BEGIN Materials provided

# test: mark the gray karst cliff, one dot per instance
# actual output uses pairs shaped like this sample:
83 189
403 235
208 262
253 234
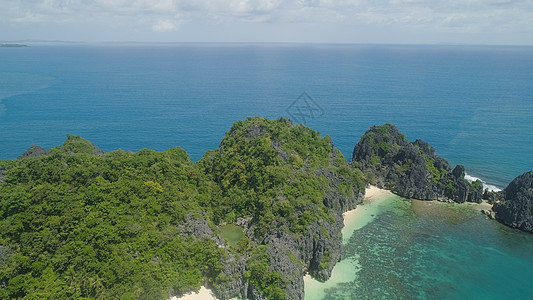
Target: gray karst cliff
411 170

END Materials provided

Instructions to follow
Rewrite all of the data above line by line. Multiply each point coordinate in the answers by 1.45 and round it to a whole number, with halves rounded up. Keep every other number as it is, including the sample pairs, and leave the pictures out.

Response for this exercise
# test: mark the gray karst cliff, one dot per instance
# actual output uses pairs shaped like this sample:
83 189
403 235
208 262
253 234
Target: gray karst cliff
596 247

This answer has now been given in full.